> AIM:
Retype the entire listing below exactly as it stands, character for character, but leave the pictures out.

> TASK INPUTS:
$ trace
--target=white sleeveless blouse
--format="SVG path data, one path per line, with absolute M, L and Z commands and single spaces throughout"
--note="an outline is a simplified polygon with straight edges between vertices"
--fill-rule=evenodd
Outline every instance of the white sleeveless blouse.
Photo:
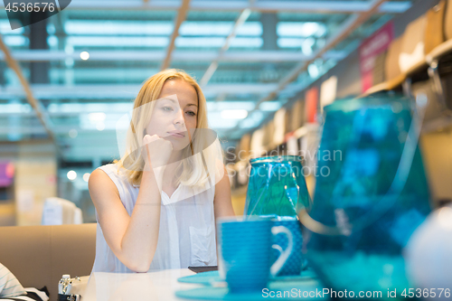
M 113 181 L 124 208 L 132 215 L 139 186 L 129 183 L 114 164 L 99 168 Z M 180 184 L 171 197 L 162 192 L 157 249 L 149 270 L 217 265 L 213 213 L 215 185 L 199 193 L 190 189 Z M 107 244 L 97 212 L 96 220 L 96 259 L 92 272 L 133 272 L 119 261 Z

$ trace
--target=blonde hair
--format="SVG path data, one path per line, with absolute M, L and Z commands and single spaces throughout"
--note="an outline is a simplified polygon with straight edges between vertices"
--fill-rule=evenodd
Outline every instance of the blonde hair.
M 194 88 L 198 95 L 196 129 L 192 135 L 191 143 L 182 150 L 183 158 L 185 159 L 180 162 L 177 168 L 180 175 L 177 175 L 176 182 L 188 186 L 202 185 L 209 180 L 209 171 L 214 171 L 214 166 L 218 164 L 218 162 L 215 162 L 215 157 L 218 157 L 218 149 L 215 150 L 212 147 L 208 147 L 209 139 L 198 130 L 199 128 L 209 128 L 207 122 L 207 103 L 201 87 L 185 71 L 168 69 L 147 79 L 135 99 L 132 119 L 130 127 L 127 129 L 126 152 L 121 159 L 117 162 L 119 167 L 125 169 L 127 178 L 132 184 L 139 185 L 141 183 L 145 161 L 141 156 L 140 149 L 143 143 L 144 131 L 146 125 L 150 122 L 152 111 L 155 107 L 154 100 L 158 99 L 164 84 L 167 80 L 173 80 L 186 81 Z M 202 162 L 201 154 L 204 155 L 204 162 Z M 222 163 L 222 152 L 221 154 Z M 204 164 L 207 166 L 204 166 Z

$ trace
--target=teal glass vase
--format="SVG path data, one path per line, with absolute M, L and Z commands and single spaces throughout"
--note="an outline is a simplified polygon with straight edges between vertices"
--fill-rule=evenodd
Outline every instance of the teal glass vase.
M 353 290 L 355 297 L 380 291 L 376 298 L 391 300 L 388 292 L 400 298 L 410 287 L 403 248 L 430 212 L 418 147 L 421 117 L 413 119 L 413 103 L 381 97 L 325 108 L 318 150 L 324 173 L 315 179 L 312 207 L 300 208 L 298 216 L 308 230 L 307 259 L 325 287 Z M 334 152 L 334 159 L 323 155 Z
M 297 208 L 310 205 L 300 156 L 267 156 L 250 164 L 244 215 L 297 216 Z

> PROBLEM SOLUTION:
$ trace
--target=white sleeveless blouse
--format="SVG path data, one path per line, with absolute M, L and Z commands and single spaces throughout"
--note="an outline is a simplified polygon with straight edges between vertices"
--fill-rule=evenodd
Outline every instance of the white sleeveless blouse.
Photo:
M 113 181 L 124 208 L 132 215 L 139 186 L 129 183 L 114 164 L 99 168 Z M 180 184 L 171 197 L 162 192 L 157 249 L 149 270 L 217 265 L 213 213 L 215 185 L 199 193 L 190 189 Z M 107 244 L 97 212 L 96 220 L 96 259 L 92 272 L 133 272 L 119 261 Z

$ trace
--target=blonde hair
--format="SVG path data, one path per line, with absolute M, L and Z commands and single spaces throughout"
--note="an outline is a simplified polygon with straight edges between vertices"
--fill-rule=evenodd
Outline every instance of the blonde hair.
M 194 88 L 198 95 L 196 129 L 192 135 L 191 143 L 182 150 L 183 158 L 185 159 L 180 162 L 177 168 L 180 175 L 177 175 L 176 182 L 188 186 L 202 185 L 209 180 L 209 171 L 214 171 L 214 166 L 218 164 L 218 162 L 215 162 L 215 157 L 218 157 L 218 149 L 215 150 L 212 147 L 208 147 L 209 139 L 198 130 L 199 128 L 209 128 L 207 122 L 207 103 L 201 87 L 185 71 L 168 69 L 147 79 L 135 99 L 132 119 L 130 127 L 127 129 L 126 152 L 121 159 L 117 162 L 119 167 L 125 169 L 127 178 L 132 184 L 139 185 L 141 183 L 145 161 L 141 156 L 140 149 L 143 143 L 144 131 L 146 125 L 150 122 L 152 111 L 155 107 L 154 100 L 158 99 L 164 84 L 167 80 L 173 80 L 186 81 Z M 202 162 L 201 154 L 204 155 L 204 162 Z M 222 163 L 222 152 L 221 154 Z M 204 164 L 207 166 L 204 166 Z

$ trace
--target=teal glass vase
--format="SVG path data, one path per line, with absolute M, L and Z commands and single spaces throughout"
--note="an outline is a simplified polygon with straight edges between vertices"
--fill-rule=evenodd
Outline every instance of the teal glass vase.
M 353 290 L 355 297 L 380 291 L 376 298 L 391 300 L 388 292 L 400 298 L 410 287 L 403 248 L 430 212 L 418 147 L 421 117 L 413 119 L 413 103 L 381 97 L 325 108 L 318 150 L 324 173 L 315 179 L 312 207 L 300 208 L 298 216 L 308 230 L 307 259 L 325 287 Z M 334 152 L 334 159 L 323 155 Z
M 297 208 L 310 205 L 300 156 L 267 156 L 250 164 L 244 215 L 297 216 Z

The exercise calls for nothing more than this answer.